◆ Data provided:
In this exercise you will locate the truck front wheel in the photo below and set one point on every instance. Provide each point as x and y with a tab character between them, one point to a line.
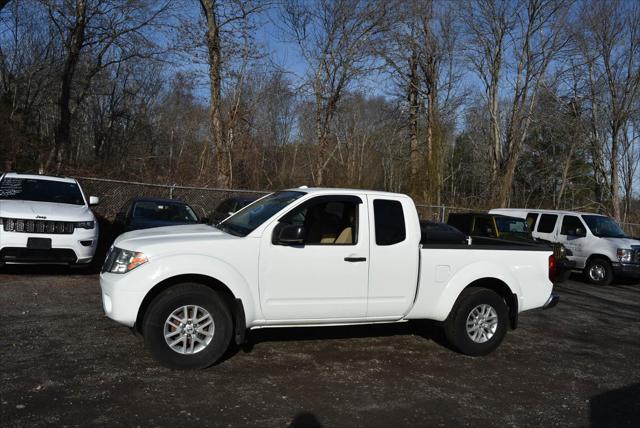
188	326
598	271
478	322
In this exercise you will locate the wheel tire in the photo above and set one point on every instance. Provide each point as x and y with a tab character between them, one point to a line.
178	296
455	326
599	271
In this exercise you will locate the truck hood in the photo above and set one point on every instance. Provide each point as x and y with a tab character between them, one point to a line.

◆ Goal: Rewrite the data above, replacing "locate" with "find" wherever it appears and keeping everything else the same. Leave out the pictures.

◆ Final result:
In this exercise you will find the truck front wheel in the photo below and set one point on every instance. Provide each point as x and y with a tab character between them, one point to a line.
188	326
598	271
478	322
In this exercise you will find the wheel tire in the photo above and set one point on every instance. Provide each point as x and y with a tab character between them, one point to a line.
178	296
455	326
599	271
In this exercise you will find the truck hood in the photo above and set one point on every instance. Provide each point as x and y with a tab character between them, one point to a line.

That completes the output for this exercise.